*TASK OBJECTIVE:* In the records below, find the line holding "indicate the tree trunk, one dot per instance"; copy it and every line after it to the end, omitting all images.

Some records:
+--

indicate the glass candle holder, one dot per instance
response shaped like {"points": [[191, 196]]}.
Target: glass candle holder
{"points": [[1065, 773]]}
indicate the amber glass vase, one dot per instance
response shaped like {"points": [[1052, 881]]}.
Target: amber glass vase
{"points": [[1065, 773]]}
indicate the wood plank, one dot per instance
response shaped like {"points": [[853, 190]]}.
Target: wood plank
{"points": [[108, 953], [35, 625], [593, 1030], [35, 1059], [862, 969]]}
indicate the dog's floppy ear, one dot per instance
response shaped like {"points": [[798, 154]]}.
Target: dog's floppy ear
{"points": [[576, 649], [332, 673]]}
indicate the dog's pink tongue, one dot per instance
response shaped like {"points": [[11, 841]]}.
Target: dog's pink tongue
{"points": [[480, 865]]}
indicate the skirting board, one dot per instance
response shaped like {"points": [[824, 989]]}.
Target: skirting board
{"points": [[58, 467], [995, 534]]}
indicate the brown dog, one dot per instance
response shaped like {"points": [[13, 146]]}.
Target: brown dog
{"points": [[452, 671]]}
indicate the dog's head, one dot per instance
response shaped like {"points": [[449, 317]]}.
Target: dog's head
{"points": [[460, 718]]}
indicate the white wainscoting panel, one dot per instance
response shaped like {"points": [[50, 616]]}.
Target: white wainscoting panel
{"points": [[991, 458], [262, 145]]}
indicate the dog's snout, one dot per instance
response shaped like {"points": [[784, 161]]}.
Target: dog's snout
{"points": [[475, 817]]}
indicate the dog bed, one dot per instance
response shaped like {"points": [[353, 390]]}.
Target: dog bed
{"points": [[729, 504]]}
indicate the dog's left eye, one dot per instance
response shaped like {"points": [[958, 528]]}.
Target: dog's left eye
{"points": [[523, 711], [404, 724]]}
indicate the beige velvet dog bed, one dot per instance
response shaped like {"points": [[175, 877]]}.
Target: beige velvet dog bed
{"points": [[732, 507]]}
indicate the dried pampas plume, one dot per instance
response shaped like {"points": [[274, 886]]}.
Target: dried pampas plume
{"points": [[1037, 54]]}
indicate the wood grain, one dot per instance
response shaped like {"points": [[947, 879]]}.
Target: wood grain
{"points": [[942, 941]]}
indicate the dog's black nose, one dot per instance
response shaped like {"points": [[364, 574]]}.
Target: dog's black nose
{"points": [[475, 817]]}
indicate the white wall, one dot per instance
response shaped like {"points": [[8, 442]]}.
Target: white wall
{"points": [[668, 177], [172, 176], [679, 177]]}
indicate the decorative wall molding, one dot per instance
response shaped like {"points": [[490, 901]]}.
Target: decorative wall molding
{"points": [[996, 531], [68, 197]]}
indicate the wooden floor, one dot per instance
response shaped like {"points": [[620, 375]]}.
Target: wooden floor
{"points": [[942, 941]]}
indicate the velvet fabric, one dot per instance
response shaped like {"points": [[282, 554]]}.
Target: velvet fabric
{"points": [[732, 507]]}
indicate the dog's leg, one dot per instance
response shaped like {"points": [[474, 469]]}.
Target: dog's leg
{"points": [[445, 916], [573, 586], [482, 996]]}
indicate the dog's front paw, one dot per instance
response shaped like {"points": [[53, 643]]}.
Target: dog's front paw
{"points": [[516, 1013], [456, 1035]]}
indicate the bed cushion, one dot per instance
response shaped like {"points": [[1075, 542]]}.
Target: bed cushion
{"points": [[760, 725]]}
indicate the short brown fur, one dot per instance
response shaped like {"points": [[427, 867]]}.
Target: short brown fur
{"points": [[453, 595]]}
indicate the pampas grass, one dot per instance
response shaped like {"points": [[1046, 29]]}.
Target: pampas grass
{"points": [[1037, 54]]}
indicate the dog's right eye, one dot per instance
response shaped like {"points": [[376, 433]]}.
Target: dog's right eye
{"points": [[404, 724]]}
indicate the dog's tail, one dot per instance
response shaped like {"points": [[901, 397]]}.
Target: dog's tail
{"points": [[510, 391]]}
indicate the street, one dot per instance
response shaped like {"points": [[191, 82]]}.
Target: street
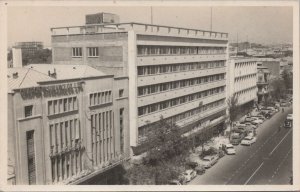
{"points": [[268, 161]]}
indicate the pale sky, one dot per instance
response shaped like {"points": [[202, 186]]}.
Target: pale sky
{"points": [[261, 24]]}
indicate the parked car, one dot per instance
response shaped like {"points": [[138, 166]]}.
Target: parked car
{"points": [[209, 161], [192, 164], [251, 125], [189, 174], [248, 119], [261, 117], [249, 140], [236, 138], [229, 149], [200, 169], [174, 182], [258, 120]]}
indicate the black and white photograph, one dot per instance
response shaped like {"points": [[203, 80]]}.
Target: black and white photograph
{"points": [[108, 93]]}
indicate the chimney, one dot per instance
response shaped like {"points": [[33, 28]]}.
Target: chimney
{"points": [[17, 57]]}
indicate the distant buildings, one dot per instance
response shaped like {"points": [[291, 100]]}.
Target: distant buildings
{"points": [[64, 122], [175, 73], [242, 80]]}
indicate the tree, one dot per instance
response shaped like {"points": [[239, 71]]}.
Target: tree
{"points": [[277, 89], [234, 110], [166, 158]]}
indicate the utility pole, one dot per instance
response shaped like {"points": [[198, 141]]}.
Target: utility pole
{"points": [[210, 18], [151, 17]]}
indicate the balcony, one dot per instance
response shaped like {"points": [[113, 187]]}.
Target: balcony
{"points": [[202, 115], [170, 59], [171, 111], [169, 94], [175, 76], [262, 82]]}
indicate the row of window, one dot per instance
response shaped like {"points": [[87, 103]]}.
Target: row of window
{"points": [[245, 64], [171, 68], [62, 105], [102, 137], [241, 78], [91, 51], [122, 130], [64, 136], [177, 101], [145, 130], [161, 87], [247, 90], [100, 98], [178, 50]]}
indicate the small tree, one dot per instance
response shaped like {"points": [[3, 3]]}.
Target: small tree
{"points": [[233, 109], [166, 158]]}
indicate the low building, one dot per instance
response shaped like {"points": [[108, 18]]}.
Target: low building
{"points": [[65, 122], [242, 80]]}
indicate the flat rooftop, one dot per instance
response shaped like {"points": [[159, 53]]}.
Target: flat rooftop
{"points": [[139, 28]]}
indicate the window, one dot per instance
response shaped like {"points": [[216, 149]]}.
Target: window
{"points": [[76, 52], [93, 52], [28, 110], [121, 92]]}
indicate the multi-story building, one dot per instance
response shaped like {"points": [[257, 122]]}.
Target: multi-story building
{"points": [[65, 123], [263, 78], [29, 47], [273, 65], [242, 80], [175, 73]]}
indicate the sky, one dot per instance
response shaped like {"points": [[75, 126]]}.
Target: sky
{"points": [[266, 25]]}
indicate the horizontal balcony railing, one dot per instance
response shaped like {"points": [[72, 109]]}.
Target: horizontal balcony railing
{"points": [[200, 116], [171, 59], [175, 76], [139, 27], [169, 112], [174, 93]]}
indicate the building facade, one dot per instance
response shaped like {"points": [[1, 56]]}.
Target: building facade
{"points": [[242, 80], [175, 73], [263, 80], [65, 123], [29, 47], [273, 66]]}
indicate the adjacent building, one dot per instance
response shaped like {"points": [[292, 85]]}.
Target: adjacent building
{"points": [[242, 80], [65, 122], [175, 73]]}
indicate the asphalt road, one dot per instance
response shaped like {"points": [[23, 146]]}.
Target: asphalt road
{"points": [[268, 161]]}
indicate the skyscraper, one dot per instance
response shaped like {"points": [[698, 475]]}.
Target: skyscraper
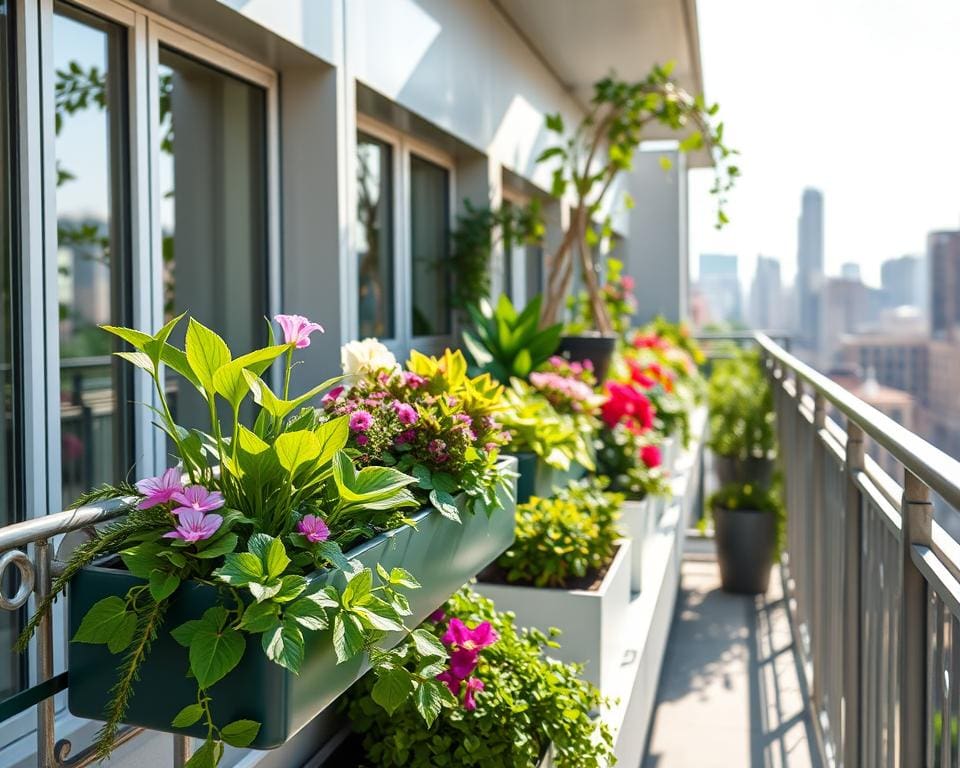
{"points": [[943, 259], [810, 266], [766, 295], [720, 287], [903, 281]]}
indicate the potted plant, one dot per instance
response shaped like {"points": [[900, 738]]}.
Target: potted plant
{"points": [[507, 704], [250, 584], [742, 435], [746, 522], [588, 161], [569, 568], [633, 462]]}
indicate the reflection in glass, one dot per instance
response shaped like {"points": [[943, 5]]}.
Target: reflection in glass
{"points": [[375, 237], [91, 247], [213, 210], [429, 231], [11, 669]]}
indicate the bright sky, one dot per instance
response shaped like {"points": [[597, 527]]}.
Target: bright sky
{"points": [[855, 97]]}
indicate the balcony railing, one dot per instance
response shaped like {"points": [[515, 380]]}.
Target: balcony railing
{"points": [[874, 580]]}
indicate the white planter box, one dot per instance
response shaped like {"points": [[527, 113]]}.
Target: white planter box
{"points": [[592, 621], [638, 520]]}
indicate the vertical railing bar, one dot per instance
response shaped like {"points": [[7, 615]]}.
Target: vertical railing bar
{"points": [[917, 512]]}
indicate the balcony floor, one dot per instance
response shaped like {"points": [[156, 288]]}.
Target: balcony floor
{"points": [[730, 692]]}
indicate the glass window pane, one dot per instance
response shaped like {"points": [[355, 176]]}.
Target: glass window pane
{"points": [[375, 237], [92, 247], [11, 667], [429, 230], [213, 213]]}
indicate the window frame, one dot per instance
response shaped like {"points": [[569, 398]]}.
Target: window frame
{"points": [[403, 146]]}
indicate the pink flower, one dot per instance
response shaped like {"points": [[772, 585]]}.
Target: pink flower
{"points": [[360, 421], [313, 529], [463, 661], [196, 498], [332, 395], [474, 685], [159, 490], [406, 413], [651, 455], [193, 525], [460, 635], [297, 329]]}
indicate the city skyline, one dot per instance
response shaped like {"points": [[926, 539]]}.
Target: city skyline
{"points": [[763, 84]]}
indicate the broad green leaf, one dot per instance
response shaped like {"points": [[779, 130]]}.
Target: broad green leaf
{"points": [[283, 645], [214, 653], [294, 449], [206, 353], [163, 584], [188, 716], [392, 688], [240, 733], [104, 619], [348, 638], [240, 569], [259, 617], [427, 644], [428, 700]]}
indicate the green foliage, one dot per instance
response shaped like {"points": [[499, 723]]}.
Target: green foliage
{"points": [[528, 703], [477, 232], [506, 343], [534, 424], [570, 536], [740, 401]]}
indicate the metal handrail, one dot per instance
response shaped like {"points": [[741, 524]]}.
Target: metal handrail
{"points": [[936, 469]]}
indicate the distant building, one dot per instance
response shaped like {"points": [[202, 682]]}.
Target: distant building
{"points": [[904, 281], [719, 286], [766, 295], [850, 270], [810, 267], [943, 259]]}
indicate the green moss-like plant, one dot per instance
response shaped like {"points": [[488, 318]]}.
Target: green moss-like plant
{"points": [[527, 704]]}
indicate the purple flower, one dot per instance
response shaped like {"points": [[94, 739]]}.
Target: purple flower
{"points": [[313, 529], [474, 685], [406, 413], [159, 490], [196, 498], [297, 329], [193, 525], [360, 421]]}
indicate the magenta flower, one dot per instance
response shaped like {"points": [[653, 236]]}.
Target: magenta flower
{"points": [[313, 529], [196, 498], [463, 661], [406, 413], [297, 329], [159, 490], [194, 526], [474, 685], [360, 421], [460, 635]]}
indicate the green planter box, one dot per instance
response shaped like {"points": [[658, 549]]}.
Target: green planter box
{"points": [[441, 554], [539, 479]]}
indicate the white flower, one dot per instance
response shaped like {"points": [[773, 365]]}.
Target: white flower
{"points": [[362, 358]]}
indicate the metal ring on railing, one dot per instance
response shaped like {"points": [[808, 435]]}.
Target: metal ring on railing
{"points": [[22, 563]]}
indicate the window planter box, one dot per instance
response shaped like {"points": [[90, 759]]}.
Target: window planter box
{"points": [[639, 518], [441, 554], [593, 622], [539, 479]]}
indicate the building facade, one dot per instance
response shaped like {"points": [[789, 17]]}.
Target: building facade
{"points": [[240, 158]]}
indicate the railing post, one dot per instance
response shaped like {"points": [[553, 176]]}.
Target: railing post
{"points": [[852, 615], [917, 522]]}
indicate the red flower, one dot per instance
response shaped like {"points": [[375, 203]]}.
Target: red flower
{"points": [[650, 454]]}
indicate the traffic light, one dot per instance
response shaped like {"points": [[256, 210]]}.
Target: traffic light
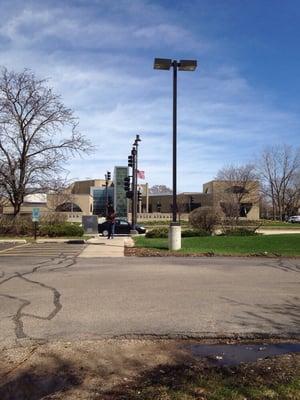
{"points": [[139, 195], [130, 161], [127, 184]]}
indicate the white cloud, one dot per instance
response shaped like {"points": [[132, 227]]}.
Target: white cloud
{"points": [[100, 59]]}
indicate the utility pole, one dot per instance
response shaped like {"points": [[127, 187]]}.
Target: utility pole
{"points": [[107, 179]]}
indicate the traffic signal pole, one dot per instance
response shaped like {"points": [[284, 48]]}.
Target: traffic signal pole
{"points": [[134, 186]]}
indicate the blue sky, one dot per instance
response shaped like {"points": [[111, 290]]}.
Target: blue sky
{"points": [[98, 54]]}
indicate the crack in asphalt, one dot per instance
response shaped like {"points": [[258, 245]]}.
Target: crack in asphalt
{"points": [[58, 263]]}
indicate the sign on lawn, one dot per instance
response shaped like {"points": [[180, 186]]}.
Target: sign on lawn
{"points": [[35, 214]]}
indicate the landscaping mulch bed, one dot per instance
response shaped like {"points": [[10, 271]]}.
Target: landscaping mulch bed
{"points": [[144, 252], [147, 252]]}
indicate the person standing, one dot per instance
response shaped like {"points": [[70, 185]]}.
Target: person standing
{"points": [[111, 219]]}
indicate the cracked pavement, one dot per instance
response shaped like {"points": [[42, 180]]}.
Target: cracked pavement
{"points": [[66, 297]]}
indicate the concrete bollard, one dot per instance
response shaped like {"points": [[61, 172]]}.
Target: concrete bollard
{"points": [[175, 236]]}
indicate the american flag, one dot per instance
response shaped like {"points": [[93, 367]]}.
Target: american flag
{"points": [[141, 174]]}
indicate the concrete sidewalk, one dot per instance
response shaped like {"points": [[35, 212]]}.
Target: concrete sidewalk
{"points": [[103, 247]]}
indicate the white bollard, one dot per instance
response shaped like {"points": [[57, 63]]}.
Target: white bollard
{"points": [[175, 237]]}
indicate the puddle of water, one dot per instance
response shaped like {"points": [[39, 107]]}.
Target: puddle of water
{"points": [[234, 354]]}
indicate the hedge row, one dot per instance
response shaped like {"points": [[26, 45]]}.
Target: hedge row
{"points": [[163, 232], [23, 226]]}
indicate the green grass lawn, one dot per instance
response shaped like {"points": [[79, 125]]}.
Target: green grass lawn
{"points": [[287, 245]]}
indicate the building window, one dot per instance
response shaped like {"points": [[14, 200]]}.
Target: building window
{"points": [[68, 207]]}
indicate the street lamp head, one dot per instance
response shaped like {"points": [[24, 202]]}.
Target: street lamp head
{"points": [[162, 63], [187, 65]]}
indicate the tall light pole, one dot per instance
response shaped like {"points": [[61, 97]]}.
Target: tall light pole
{"points": [[135, 179], [182, 65]]}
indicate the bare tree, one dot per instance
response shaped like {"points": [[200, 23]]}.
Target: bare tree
{"points": [[33, 148], [279, 169], [237, 190]]}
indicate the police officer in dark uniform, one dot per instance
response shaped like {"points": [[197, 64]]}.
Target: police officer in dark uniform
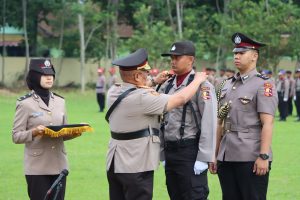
{"points": [[188, 132], [297, 93], [247, 105], [133, 113], [283, 91]]}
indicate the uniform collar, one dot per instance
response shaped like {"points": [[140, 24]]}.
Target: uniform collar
{"points": [[245, 77], [184, 83]]}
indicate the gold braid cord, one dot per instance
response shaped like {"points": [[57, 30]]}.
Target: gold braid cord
{"points": [[222, 109], [70, 131]]}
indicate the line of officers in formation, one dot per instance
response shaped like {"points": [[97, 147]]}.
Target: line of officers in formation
{"points": [[189, 126]]}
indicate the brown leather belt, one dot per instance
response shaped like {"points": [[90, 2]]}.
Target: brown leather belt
{"points": [[228, 127], [134, 135]]}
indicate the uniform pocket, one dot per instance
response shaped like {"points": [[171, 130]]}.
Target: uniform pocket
{"points": [[35, 152]]}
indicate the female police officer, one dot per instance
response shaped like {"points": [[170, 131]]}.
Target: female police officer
{"points": [[44, 157]]}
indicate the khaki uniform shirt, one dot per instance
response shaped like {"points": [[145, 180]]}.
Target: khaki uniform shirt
{"points": [[205, 106], [284, 87], [297, 85], [248, 96], [43, 155], [139, 110], [101, 84]]}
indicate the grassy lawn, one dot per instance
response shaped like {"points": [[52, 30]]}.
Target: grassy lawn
{"points": [[86, 154]]}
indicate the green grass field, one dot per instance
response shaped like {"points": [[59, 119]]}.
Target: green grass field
{"points": [[86, 154]]}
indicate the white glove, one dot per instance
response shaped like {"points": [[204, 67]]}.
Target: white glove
{"points": [[200, 167], [163, 163]]}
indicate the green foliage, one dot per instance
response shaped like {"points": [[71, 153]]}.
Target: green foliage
{"points": [[86, 154]]}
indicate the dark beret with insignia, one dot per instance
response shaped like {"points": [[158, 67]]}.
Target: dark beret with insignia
{"points": [[181, 48], [244, 43], [135, 61], [42, 65]]}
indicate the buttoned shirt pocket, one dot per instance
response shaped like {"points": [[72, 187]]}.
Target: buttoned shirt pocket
{"points": [[249, 135], [245, 102], [35, 152]]}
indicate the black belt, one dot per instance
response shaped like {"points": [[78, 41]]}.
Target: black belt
{"points": [[134, 135], [181, 143]]}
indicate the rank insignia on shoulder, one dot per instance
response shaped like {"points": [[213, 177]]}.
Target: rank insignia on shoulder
{"points": [[268, 90], [205, 88], [154, 93], [262, 76], [25, 96], [58, 95], [205, 95]]}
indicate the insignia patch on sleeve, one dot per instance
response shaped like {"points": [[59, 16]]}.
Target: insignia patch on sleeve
{"points": [[268, 90], [205, 95], [154, 93]]}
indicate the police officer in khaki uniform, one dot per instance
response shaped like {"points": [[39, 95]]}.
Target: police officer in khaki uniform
{"points": [[248, 103], [44, 157], [189, 131], [101, 89], [297, 93], [283, 88], [291, 91], [133, 113]]}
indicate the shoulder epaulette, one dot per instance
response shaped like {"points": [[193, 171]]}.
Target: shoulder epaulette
{"points": [[262, 76], [25, 96], [58, 95]]}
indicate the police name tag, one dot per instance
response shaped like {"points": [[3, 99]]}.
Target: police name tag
{"points": [[37, 114]]}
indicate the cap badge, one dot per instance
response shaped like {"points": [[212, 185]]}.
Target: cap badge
{"points": [[47, 63], [173, 48], [237, 39]]}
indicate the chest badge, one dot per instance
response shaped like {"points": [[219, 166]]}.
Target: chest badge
{"points": [[268, 90], [244, 100]]}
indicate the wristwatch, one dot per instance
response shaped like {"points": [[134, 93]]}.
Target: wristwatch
{"points": [[264, 156]]}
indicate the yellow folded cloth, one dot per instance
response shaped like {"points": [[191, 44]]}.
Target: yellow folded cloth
{"points": [[67, 130]]}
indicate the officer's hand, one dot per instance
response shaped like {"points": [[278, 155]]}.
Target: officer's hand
{"points": [[261, 167], [163, 163], [161, 77], [201, 76], [200, 167], [39, 130], [213, 167]]}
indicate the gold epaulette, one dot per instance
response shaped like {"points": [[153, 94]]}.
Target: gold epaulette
{"points": [[67, 130]]}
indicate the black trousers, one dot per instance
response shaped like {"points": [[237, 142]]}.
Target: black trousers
{"points": [[297, 103], [282, 106], [182, 183], [290, 106], [101, 101], [38, 185], [130, 186], [238, 182]]}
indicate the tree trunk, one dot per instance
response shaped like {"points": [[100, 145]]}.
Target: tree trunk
{"points": [[3, 42], [179, 9], [61, 39], [170, 17], [24, 6], [82, 51]]}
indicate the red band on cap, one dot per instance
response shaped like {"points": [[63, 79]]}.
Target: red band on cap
{"points": [[244, 44]]}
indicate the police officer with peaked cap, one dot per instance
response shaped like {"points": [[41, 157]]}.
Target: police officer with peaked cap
{"points": [[247, 105], [189, 131], [134, 108], [297, 93], [283, 88], [44, 157]]}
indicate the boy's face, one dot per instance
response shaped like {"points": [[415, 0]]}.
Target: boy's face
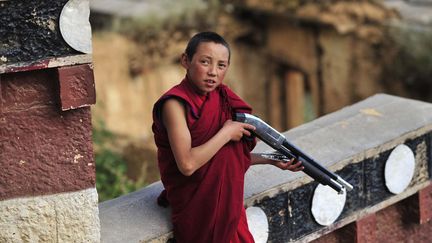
{"points": [[208, 66]]}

+--

*SOLUTION TO THIS PROBLEM:*
indicate the tree trunk, one dot per instance
response shaped like {"points": [[100, 145]]}.
Target: tree trunk
{"points": [[3, 42], [179, 9], [61, 39], [170, 17], [24, 6], [82, 51]]}
indicate the red band on cap, one dot per instance
response shaped like {"points": [[63, 79]]}.
Target: red band on cap
{"points": [[244, 44]]}
indicate the police officer with peaked cap, one dot per instance
response shaped like {"points": [[41, 157]]}.
Target: police officer with peaked cap
{"points": [[247, 105], [189, 131], [134, 108], [297, 93], [283, 88], [44, 157]]}
indicate the boy's face, one dot per instance
response shaped like {"points": [[415, 0]]}.
Target: boy's face
{"points": [[208, 66]]}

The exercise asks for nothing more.